WORK TO BE COMPLETED
Print, exactly as written, the line containing "Here's a bet: you won't be able to pinpoint the name" and every line after it, ending with the final line of the data below.

RECORDS FOR THE EXERCISE
=-=-=-=-=
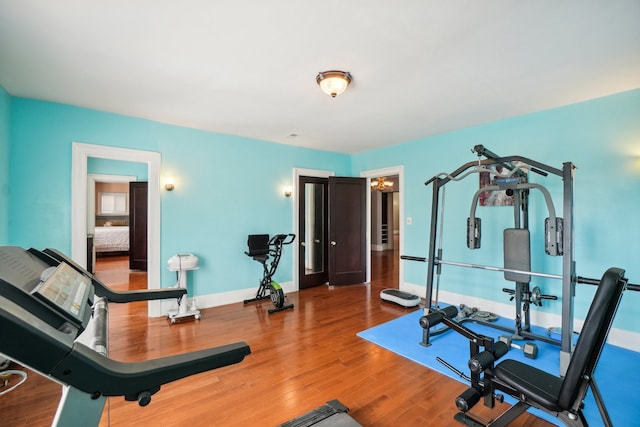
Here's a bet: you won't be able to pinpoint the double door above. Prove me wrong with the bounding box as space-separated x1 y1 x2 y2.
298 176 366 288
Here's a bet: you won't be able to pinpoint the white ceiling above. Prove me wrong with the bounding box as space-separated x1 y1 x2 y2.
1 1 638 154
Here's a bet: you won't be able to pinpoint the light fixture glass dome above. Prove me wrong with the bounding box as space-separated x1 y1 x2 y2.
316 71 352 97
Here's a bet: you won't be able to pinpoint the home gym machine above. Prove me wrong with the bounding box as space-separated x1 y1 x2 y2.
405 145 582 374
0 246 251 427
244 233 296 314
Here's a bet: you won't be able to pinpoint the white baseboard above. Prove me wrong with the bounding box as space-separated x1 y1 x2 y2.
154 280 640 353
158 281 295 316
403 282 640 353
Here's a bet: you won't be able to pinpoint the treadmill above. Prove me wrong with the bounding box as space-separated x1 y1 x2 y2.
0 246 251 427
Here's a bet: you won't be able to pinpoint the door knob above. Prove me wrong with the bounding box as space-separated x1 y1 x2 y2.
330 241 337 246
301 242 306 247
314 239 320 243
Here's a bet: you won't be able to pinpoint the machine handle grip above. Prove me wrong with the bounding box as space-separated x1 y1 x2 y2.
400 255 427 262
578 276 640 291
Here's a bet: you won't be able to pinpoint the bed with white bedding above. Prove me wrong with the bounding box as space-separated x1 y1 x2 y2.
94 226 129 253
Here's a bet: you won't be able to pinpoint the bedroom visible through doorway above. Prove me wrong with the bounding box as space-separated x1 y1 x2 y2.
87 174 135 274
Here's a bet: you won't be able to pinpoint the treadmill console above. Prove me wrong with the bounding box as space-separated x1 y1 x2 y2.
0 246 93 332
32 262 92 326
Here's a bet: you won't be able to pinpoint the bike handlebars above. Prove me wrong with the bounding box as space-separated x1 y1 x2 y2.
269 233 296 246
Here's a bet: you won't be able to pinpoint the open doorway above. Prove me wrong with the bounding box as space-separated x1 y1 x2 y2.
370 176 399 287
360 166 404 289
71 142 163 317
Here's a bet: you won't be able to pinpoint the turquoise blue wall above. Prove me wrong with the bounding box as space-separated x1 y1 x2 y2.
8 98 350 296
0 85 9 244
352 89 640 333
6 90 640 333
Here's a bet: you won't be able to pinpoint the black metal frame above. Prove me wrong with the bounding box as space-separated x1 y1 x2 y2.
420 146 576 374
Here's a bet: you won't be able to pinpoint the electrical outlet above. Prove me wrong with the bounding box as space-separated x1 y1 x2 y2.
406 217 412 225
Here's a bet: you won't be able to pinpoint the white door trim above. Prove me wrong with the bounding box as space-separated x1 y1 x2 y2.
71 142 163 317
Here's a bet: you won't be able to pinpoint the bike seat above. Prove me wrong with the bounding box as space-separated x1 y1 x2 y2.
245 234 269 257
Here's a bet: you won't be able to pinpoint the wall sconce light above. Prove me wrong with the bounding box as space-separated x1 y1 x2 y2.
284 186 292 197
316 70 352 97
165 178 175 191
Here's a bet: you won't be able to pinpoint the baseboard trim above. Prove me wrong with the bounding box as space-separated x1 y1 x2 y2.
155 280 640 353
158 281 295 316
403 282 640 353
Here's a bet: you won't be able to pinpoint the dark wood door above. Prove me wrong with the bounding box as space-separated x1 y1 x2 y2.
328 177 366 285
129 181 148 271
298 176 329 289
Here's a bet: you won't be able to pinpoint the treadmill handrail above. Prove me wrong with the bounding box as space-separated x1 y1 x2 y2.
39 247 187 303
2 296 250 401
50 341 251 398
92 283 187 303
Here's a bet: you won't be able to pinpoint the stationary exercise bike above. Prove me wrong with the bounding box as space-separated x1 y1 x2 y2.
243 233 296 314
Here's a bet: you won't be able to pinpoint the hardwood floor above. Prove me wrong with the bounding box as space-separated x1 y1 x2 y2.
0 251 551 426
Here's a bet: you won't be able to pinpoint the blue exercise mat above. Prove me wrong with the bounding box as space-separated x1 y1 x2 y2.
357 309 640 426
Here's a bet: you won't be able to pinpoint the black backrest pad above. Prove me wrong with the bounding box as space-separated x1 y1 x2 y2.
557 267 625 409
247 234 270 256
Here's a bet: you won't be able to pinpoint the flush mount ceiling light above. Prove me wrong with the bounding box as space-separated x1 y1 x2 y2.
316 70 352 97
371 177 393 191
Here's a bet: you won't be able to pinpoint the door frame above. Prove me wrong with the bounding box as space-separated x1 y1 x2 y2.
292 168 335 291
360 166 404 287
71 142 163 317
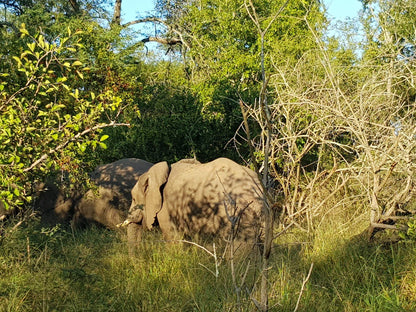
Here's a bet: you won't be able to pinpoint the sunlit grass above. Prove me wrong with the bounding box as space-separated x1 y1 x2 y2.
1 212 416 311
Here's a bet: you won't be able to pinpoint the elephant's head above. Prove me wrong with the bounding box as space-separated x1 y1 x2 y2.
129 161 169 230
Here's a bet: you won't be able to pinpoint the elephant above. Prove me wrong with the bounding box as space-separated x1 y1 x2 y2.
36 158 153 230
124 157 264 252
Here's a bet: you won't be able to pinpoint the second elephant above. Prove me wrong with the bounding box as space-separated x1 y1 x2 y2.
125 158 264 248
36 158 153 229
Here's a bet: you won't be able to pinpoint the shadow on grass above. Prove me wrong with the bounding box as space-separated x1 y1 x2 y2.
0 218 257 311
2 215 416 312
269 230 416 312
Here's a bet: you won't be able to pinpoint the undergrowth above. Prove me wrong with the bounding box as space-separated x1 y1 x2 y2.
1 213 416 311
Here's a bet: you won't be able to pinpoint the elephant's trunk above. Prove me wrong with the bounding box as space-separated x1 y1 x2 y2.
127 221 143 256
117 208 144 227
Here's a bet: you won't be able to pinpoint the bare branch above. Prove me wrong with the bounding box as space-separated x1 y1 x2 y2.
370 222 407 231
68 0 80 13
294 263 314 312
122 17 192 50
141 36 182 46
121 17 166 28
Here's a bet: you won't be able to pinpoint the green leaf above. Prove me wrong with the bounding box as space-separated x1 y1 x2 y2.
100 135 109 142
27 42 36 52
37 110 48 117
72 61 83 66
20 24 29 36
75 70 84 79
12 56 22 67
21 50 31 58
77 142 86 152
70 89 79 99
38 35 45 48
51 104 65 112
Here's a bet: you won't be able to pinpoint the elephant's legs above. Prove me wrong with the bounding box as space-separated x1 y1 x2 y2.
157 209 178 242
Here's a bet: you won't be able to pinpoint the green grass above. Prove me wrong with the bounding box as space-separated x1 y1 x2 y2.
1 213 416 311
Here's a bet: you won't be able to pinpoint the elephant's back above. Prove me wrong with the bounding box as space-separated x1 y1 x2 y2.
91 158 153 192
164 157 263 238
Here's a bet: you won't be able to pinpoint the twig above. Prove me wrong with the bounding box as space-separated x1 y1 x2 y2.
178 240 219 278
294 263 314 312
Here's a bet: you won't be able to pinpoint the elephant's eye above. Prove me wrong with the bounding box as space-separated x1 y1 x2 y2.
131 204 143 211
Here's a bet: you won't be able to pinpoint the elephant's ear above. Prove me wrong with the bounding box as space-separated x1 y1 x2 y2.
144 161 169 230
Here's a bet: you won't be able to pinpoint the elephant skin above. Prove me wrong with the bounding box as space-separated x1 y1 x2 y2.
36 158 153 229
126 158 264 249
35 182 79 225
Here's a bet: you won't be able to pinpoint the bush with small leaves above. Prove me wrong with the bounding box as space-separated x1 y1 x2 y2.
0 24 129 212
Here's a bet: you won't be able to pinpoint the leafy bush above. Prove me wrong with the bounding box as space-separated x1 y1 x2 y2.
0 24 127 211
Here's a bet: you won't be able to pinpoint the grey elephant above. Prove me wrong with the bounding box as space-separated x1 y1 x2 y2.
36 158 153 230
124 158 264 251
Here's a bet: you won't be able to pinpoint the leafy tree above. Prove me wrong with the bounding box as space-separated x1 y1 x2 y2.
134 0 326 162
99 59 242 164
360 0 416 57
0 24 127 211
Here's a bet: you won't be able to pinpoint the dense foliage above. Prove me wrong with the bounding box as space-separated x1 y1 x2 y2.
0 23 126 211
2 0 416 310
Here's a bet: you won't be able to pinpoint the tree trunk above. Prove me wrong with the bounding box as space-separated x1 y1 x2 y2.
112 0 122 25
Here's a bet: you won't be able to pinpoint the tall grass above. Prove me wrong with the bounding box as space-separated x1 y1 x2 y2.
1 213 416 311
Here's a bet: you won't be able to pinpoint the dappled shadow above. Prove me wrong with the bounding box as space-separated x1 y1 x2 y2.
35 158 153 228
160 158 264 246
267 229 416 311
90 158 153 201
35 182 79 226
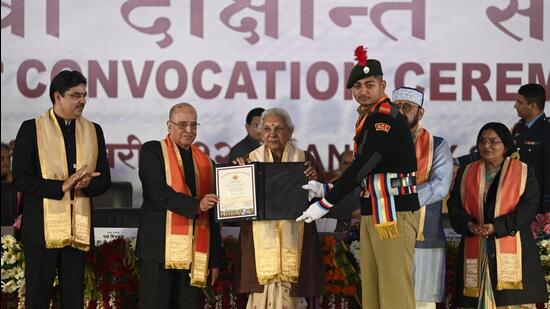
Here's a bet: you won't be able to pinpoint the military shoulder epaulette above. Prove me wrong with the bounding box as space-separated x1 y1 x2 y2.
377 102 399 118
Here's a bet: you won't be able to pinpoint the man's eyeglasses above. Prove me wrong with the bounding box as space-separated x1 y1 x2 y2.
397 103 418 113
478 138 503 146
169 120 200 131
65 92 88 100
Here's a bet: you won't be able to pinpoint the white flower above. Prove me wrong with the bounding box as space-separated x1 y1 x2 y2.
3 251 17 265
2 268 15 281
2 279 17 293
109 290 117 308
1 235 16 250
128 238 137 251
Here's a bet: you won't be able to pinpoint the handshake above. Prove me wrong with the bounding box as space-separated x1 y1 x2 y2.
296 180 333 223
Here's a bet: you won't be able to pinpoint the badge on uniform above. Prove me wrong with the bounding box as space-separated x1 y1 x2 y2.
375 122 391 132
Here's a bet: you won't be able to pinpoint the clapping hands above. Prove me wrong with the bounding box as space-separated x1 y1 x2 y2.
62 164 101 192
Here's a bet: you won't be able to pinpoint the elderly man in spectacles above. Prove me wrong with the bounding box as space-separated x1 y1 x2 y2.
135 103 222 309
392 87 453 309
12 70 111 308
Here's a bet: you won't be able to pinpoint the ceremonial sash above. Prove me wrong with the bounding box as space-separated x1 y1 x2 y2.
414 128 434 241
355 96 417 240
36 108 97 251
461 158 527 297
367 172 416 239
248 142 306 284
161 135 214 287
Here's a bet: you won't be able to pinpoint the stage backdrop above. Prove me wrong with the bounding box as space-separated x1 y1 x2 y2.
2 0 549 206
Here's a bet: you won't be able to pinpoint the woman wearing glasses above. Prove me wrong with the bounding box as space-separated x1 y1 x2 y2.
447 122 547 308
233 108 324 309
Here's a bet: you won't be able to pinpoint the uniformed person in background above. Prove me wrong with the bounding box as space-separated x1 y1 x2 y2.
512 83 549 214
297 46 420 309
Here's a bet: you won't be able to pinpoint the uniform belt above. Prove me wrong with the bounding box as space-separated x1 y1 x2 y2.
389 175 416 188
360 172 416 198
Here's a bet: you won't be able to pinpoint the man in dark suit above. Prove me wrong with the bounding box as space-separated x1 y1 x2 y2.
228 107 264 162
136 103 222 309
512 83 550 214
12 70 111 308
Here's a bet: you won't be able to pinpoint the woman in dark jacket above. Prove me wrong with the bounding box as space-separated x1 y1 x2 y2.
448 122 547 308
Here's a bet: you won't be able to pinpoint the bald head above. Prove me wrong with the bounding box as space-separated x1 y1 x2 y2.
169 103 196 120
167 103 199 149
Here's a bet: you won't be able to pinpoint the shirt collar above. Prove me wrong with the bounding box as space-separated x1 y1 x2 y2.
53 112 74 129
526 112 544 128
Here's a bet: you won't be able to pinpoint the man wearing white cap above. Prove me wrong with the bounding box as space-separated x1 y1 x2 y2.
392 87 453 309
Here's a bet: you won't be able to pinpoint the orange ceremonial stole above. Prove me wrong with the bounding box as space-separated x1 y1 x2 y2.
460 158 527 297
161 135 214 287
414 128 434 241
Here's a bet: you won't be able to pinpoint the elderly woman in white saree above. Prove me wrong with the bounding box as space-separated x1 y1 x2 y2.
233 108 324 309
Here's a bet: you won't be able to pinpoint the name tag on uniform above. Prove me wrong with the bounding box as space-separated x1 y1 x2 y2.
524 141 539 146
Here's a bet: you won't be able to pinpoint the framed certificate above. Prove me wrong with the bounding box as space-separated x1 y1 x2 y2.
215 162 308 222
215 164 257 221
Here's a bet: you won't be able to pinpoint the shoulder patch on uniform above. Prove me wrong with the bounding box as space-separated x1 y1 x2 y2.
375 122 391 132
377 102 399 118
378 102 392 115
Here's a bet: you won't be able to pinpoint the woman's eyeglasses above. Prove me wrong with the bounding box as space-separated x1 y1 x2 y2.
=-=-=-=-=
TASK ANSWER
Here's a bet: you won't be able to pinpoint the name tag on uniform above. Prove me wrong with the bounding box as space-separated x1 y1 x2 y2.
524 141 539 146
Here's a bet: you won't be able to pinpoint the framed certificate above. Prove me wrong with the bounding box as space-separated x1 y1 x2 y2.
215 162 308 222
215 164 257 221
Here's a bet: you won't be able to pinpoint the shoulder patch on uniform above. Prove me wrong with the bounding box as space-separated x1 y1 x2 y2.
375 122 391 132
377 102 399 118
378 102 392 115
Here's a bet: you won't be able to pinpoint the woman's eyeglasses above. Prove me wrong with the bounding box as space-separated x1 y1 x2 y2.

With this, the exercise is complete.